_EXERCISE INSTRUCTIONS_: Output all of the records exactly, word for word.

_SUPPLIED MATERIAL_:
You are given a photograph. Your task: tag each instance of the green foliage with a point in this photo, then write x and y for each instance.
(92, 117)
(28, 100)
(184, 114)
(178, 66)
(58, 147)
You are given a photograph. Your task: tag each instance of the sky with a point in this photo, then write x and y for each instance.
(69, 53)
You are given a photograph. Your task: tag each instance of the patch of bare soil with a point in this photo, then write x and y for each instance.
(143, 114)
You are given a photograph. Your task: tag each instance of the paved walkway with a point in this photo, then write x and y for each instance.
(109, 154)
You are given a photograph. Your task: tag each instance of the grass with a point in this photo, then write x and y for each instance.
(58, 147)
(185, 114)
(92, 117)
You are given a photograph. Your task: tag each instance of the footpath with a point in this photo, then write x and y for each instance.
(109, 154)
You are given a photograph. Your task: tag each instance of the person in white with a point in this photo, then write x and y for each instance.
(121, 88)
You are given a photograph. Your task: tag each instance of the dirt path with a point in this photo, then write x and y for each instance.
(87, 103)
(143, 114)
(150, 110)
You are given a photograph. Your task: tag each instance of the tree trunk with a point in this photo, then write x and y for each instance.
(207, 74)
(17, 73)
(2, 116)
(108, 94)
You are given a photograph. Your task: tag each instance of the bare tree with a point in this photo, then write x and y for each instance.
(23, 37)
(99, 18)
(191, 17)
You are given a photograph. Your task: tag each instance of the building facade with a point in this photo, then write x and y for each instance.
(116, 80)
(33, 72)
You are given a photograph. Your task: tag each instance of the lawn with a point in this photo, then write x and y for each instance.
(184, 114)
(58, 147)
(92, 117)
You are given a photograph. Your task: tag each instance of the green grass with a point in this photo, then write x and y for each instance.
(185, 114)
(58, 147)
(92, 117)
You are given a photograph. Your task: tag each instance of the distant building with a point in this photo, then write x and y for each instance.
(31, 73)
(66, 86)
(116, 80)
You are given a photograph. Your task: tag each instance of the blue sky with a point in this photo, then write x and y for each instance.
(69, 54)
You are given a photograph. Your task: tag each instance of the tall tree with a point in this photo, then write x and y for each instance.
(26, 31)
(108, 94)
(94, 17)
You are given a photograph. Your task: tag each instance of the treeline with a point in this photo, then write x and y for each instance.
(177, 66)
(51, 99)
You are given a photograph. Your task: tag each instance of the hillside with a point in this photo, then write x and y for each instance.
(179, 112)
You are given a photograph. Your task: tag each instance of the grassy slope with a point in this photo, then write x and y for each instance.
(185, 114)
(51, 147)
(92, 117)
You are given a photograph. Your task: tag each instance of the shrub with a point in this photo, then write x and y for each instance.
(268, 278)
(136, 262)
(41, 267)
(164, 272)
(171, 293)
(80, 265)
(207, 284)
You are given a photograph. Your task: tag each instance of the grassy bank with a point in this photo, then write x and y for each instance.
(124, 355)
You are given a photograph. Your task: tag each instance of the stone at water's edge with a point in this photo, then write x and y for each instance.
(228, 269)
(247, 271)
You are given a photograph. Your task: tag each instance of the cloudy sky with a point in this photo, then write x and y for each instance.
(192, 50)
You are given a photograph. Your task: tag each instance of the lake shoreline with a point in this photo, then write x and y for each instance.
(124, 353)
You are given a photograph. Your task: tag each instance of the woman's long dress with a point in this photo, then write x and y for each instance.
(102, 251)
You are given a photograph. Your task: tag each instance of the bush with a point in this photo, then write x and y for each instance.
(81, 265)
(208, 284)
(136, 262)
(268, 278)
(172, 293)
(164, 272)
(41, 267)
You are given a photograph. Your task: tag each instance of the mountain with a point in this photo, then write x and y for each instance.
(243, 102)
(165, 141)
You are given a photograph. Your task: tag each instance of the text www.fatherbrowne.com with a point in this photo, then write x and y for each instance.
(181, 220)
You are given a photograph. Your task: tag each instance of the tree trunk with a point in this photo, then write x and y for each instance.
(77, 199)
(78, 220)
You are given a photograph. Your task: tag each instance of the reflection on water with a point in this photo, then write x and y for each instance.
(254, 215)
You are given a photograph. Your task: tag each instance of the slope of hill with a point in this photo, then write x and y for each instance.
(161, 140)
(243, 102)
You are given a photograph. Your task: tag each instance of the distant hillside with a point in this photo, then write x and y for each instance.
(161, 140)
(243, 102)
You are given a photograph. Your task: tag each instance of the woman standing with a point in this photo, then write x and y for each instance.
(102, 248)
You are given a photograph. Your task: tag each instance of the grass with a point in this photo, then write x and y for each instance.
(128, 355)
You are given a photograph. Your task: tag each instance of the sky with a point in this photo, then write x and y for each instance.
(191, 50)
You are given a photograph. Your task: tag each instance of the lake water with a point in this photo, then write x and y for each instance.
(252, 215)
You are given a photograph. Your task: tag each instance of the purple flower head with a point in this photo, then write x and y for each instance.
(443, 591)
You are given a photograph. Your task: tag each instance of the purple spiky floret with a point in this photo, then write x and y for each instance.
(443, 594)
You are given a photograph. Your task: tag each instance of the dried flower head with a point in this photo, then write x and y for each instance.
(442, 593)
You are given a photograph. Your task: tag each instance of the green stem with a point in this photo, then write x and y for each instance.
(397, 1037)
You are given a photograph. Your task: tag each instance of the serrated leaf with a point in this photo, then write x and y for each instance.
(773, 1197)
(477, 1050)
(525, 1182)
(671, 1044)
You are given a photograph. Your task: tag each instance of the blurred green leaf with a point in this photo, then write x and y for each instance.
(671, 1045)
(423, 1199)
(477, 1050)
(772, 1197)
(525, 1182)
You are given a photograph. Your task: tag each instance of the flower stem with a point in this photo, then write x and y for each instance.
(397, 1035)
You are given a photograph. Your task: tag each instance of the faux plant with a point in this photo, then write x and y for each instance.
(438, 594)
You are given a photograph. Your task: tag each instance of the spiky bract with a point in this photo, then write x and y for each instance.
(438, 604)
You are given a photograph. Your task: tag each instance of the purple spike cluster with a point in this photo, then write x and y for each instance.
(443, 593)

_RESULT OF THIS TASK_:
You are given a photograph. Your task: tag each instance of the green foliage with a point in this photo, then write x and y for each instance.
(92, 117)
(28, 100)
(184, 114)
(178, 66)
(58, 147)
You are given a photograph. Your task: tag each instance of the sky with a point in this photo, then write x and y for each instance.
(69, 53)
You are given a photograph. Your task: tag each instance of the patch of bare soil with a point in this photo, then write x and y for each instance.
(143, 114)
You are given a photograph. Your task: tag each instance of the paved walkway with a point in this photo, then write x and y for each instance.
(109, 154)
You are given a photograph. Your task: tag each instance of the grass with a point in this photo, then write x and y for each instance.
(58, 147)
(185, 114)
(92, 117)
You are given a photograph. Your task: tag each instance of the footpath with a point in this photo, then write x and y for each instance.
(109, 154)
You are given a photograph. Your task: tag each instance of the person in white with a point in this photo, then write x and y for each instance.
(121, 88)
You are given a photograph. Your task: tag each instance of the dirt path with a point in this photo, then write x and y for each instance.
(87, 103)
(143, 114)
(150, 110)
You are given a photograph. Your task: tag each instance of the tree trunk with a point in this photo, then write x and y for each instance.
(207, 74)
(17, 73)
(2, 116)
(108, 94)
You are given a photograph. Your task: tag each instance of the bare tree with a point in this photo, then write x and y for each instance.
(23, 37)
(99, 18)
(191, 17)
You are given a photograph. Your task: tag each instance of the building facade with a point in this photo, then write x and y for each instance.
(116, 80)
(33, 72)
You are given a photograph. Your task: tag each instance of the lawn with a point in this photo, then write x and y for each instance.
(184, 114)
(58, 147)
(92, 117)
You are given a photograph. Your task: tag each instance of the green grass with a point in this photo, then write x and y for each instance.
(185, 114)
(58, 147)
(92, 117)
You are given a photograph. Your task: tag each instance of the distant building with a point in this photo, then write x and y for each instance.
(31, 73)
(66, 86)
(116, 80)
You are given a photograph. Your task: tag each instance of the blue sky with a point in this photo, then write x and y for each instance.
(69, 54)
You are given a photograph. Your task: tag each instance of the tall tree with a point in this photo, then write x and y for each instance.
(26, 31)
(108, 94)
(94, 17)
You are given a photograph. Your task: tag each instance of the treeline with a point in this photo, then write x and y for each instance.
(177, 66)
(51, 99)
You are given a photograph. Your task: tag each instance of the hillside with a point in this photo, then write x and y for each instance.
(179, 112)
You are given a photograph. Your task: tag each instance of the grassy slope with a point in this photo, then write x and y for each instance.
(185, 114)
(51, 147)
(92, 117)
You are given a photograph. Your task: tag each instance of the shrub with a point in this photo, then write x and y for each instance.
(268, 278)
(136, 262)
(41, 267)
(164, 272)
(171, 293)
(80, 265)
(207, 284)
You are given a photograph. Your task: tag each instance of the grassy bank with a point in this photo, then write x and y for each instance.
(124, 355)
You are given a photograph. Your task: tag each instance of the stone at water's edge with a point in this photo, then write x and y for each instance.
(228, 269)
(247, 271)
You are given a photograph. Your task: tag each instance of the cloudy sky with a point in this photo, then write x and y for each instance.
(192, 50)
You are given a photograph. Your task: tag each instance of the lake shoreline with a point in this photo, then write x and y for each instance.
(124, 353)
You are given a photograph. Your task: tag each instance of the woman's long dress with a point in this photo, then write x and y for each instance.
(102, 251)
You are given a photograph. Your task: tag each instance of the bush with a point in this photo, then write x and y for each instance.
(81, 265)
(208, 284)
(136, 262)
(268, 278)
(172, 293)
(164, 272)
(41, 267)
You are given a photograph. Your task: tag each instance of the mountain with a point in this photo, then write x and y for each instance.
(243, 102)
(165, 141)
You are given a photograph. Your task: tag each instance of the text www.fatherbrowne.com with a point in this photo, then write x and y for each instance.
(181, 220)
You are given a photograph. Your task: tag each instance of the tree trunk with a point in this photo, then write x and y for each instance.
(77, 199)
(78, 220)
You are given a photograph. Your task: tag each instance of the reflection on water with a point in this photo, then write x and y for each instance.
(254, 215)
You are given a photograph. Your task: tag each instance of the slope of hill with a point in this photo, then write x and y for each instance.
(161, 140)
(243, 102)
You are given a photograph. Your task: tag each instance of the distant hillside with a point in this photo, then write x and y for each instance.
(161, 140)
(243, 102)
You are given a photograph. Your task: tag each instance of the woman standing with a point in this photo, then write x and y for each instance.
(102, 248)
You are given a photograph. Your task: tag each instance of the grass with a point in this photo, then write x and y for each instance.
(128, 355)
You are given a photograph. Your task: tag each instance of the sky with a point in this photo, then write x and y for each instance.
(191, 50)
You are given a photograph. Your task: tag each instance of the lake water with a point in this photo, then write x and y for each instance.
(252, 215)
You are given a photograph. Your task: tag each instance of the purple flower head with a point in this photo, then write x and y for each instance.
(443, 591)
You are given a photograph. Your task: tag each instance of the purple spiky floret with a point in this photo, then write x and y for each instance.
(443, 594)
You are given a photograph. Your task: tag each instance of the dried flower head with a point in this photo, then write x and y for each instance.
(442, 593)
You are given a photograph. Your task: tag each instance of the green stem with a point in this photo, then write x and y for each instance.
(397, 1037)
You are given a photograph. Your task: tag each instance of the serrated leaf with a point in this photo, then write x and y for each instance.
(773, 1197)
(477, 1050)
(525, 1182)
(671, 1044)
You are given a photograph. Your task: tag each instance of the blurred green leaf with a point in this photo, then write x and y for each instance.
(671, 1045)
(423, 1199)
(477, 1050)
(772, 1197)
(525, 1182)
You are given a photograph. Your task: tag each instance of the flower stem with a point in this photo, then write x and y for each instance.
(397, 1035)
You are given a photograph. Your task: tag each instance of the faux plant with a point in this photo, then write x and y for each instance.
(438, 594)
You are given a photograph. Your task: tag each instance of the spiky bract with a point in this photo, then write x and y for each instance.
(438, 604)
You are given a photograph. Your task: tag each instance of the purple spike cluster with a point in this photo, then write x and y for each instance.
(443, 593)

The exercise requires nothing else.